◆ Image-backed grounding data
+ + + + +
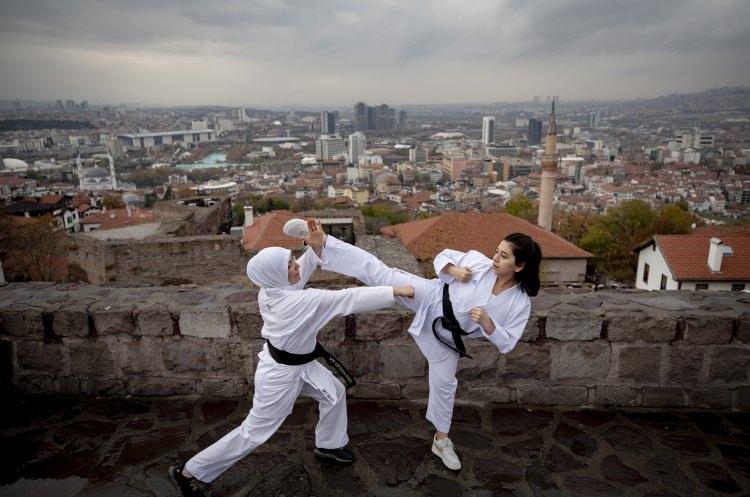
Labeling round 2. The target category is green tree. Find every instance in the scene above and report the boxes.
[503,194,537,222]
[579,200,656,283]
[232,203,245,227]
[652,203,694,234]
[553,210,599,245]
[102,194,125,210]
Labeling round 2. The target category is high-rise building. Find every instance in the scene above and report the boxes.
[321,111,336,134]
[354,102,367,131]
[65,100,76,111]
[80,100,89,111]
[316,134,346,160]
[482,116,495,145]
[348,132,366,165]
[237,108,250,122]
[589,111,600,128]
[528,119,543,145]
[398,110,407,129]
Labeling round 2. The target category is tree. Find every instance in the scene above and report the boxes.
[503,194,537,223]
[652,204,694,234]
[553,210,598,245]
[0,215,69,282]
[102,194,125,210]
[579,200,656,283]
[232,203,245,227]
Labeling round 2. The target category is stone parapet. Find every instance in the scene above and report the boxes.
[1,283,749,409]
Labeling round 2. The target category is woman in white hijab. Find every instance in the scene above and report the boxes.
[170,224,415,497]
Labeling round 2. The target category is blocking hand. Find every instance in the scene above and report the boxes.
[451,266,473,283]
[394,285,415,299]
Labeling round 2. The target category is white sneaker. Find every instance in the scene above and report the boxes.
[283,218,309,238]
[432,436,461,470]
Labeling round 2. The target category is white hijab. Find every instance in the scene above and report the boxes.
[246,247,320,339]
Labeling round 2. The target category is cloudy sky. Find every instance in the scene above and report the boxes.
[1,0,748,107]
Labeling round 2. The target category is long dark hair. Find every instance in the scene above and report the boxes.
[504,232,542,297]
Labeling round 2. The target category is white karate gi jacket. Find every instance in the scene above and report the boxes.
[247,246,395,419]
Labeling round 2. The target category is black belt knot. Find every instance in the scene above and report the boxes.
[432,283,473,359]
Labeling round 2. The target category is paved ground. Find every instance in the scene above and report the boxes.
[1,395,749,497]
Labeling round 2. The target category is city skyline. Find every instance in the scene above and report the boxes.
[1,0,749,106]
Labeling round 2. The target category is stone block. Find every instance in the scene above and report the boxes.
[504,342,551,381]
[117,337,166,375]
[606,309,678,342]
[14,374,57,394]
[179,307,231,338]
[318,315,346,344]
[126,376,196,396]
[594,386,638,406]
[683,313,734,344]
[78,377,126,395]
[736,386,750,409]
[327,341,381,377]
[349,381,401,399]
[708,347,750,383]
[516,385,588,406]
[68,340,116,376]
[401,380,429,399]
[380,341,425,378]
[135,304,174,336]
[546,308,603,341]
[641,387,685,407]
[211,339,255,379]
[457,383,512,403]
[553,342,610,381]
[229,301,263,339]
[458,340,502,381]
[52,304,90,337]
[355,311,403,341]
[198,377,249,397]
[617,346,662,383]
[90,301,135,336]
[667,347,705,385]
[0,306,45,339]
[737,313,750,343]
[162,339,210,373]
[519,315,541,342]
[690,389,732,409]
[15,341,63,372]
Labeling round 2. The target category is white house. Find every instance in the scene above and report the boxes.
[634,234,750,291]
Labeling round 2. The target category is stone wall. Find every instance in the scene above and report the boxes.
[1,282,748,409]
[69,235,247,285]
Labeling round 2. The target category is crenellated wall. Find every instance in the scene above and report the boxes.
[1,282,748,409]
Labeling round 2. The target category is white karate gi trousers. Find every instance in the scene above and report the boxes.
[185,351,348,483]
[322,237,459,434]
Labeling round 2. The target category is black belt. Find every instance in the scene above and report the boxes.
[432,283,473,359]
[266,340,356,388]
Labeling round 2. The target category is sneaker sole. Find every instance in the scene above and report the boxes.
[431,445,462,471]
[314,449,355,464]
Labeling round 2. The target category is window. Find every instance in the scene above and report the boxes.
[643,263,650,284]
[695,283,709,291]
[660,275,667,290]
[731,283,746,292]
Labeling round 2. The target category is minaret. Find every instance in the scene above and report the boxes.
[107,153,117,190]
[537,102,558,230]
[76,153,84,191]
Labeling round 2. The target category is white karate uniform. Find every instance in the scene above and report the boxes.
[186,245,395,483]
[321,236,530,433]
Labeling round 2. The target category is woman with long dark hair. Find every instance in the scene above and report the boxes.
[298,219,542,471]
+ + + + +
With the line containing "Labeling round 2. The target category is woman with" as the first and the final line of the entries above as the last, write out that span exactly and nothing more.

Labeling round 2. The target category is woman with long dark hair. Find every instance in the scene above and report the boxes.
[298,219,542,471]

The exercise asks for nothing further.